=== Fonte ===

Italia sotto attacco

Italia sotto attacco

Marco della Luna: quinte colonne della finanza internazionale presenti nel governo

Federico Dal Cortivo

Federico Dal Cortivo ha intervistato Marco Della Luna, autore del libro “Traditori al governo? Artefici, complici e strategie della nostra rovina”. L’Italia è oramai da anni sotto attacco, non militare, non ve ne è bisogno essendo la penisola dalla fine della Seconda Guerra Mondiale occupata militarmente dagli Stati Uniti, ma economicamente.Gli obiettivi fin troppo chiari: distruggere completamente il sistema Italia che era fatto anche d’imprese anche a partecipazione statale, lo Stato sociale, le regole del mondo del lavoro, la previdenza pubblica e la sanità, la scuola e l’università dello Stato e infine mettere le mani sul nostro patrimonio economico, colonizzando definitivamente la penisola.

=== Dati mostrati ===

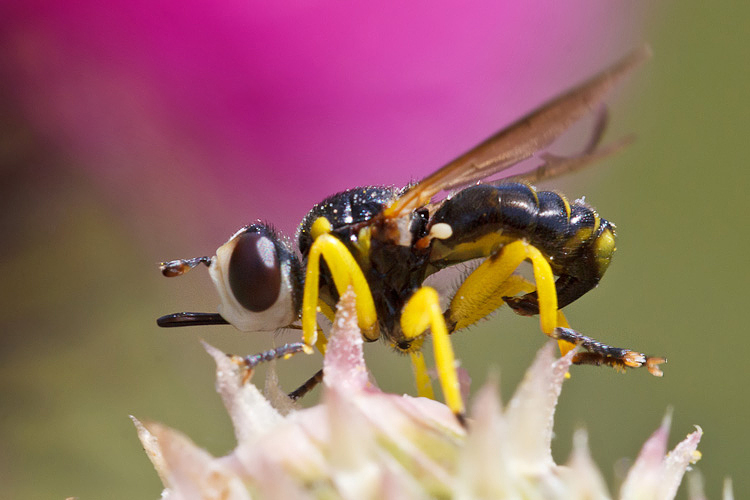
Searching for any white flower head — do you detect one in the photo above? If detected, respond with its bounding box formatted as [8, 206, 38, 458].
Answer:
[133, 292, 731, 500]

===

▶ [Consegna]:
Traduci in inglese, per favore, questa frase della fonte: «Federico Dal Cortivo ha intervistato Marco Della Luna, autore del libro “Traditori al governo? Artefici, complici e strategie della nostra rovina”.»

▶ [Soluzione]:
Federico Dal Cortivo interviewed Marco Della Luna, author of the book "Traitors in Government? Architects, Accomplices and Strategies of Our Ruin."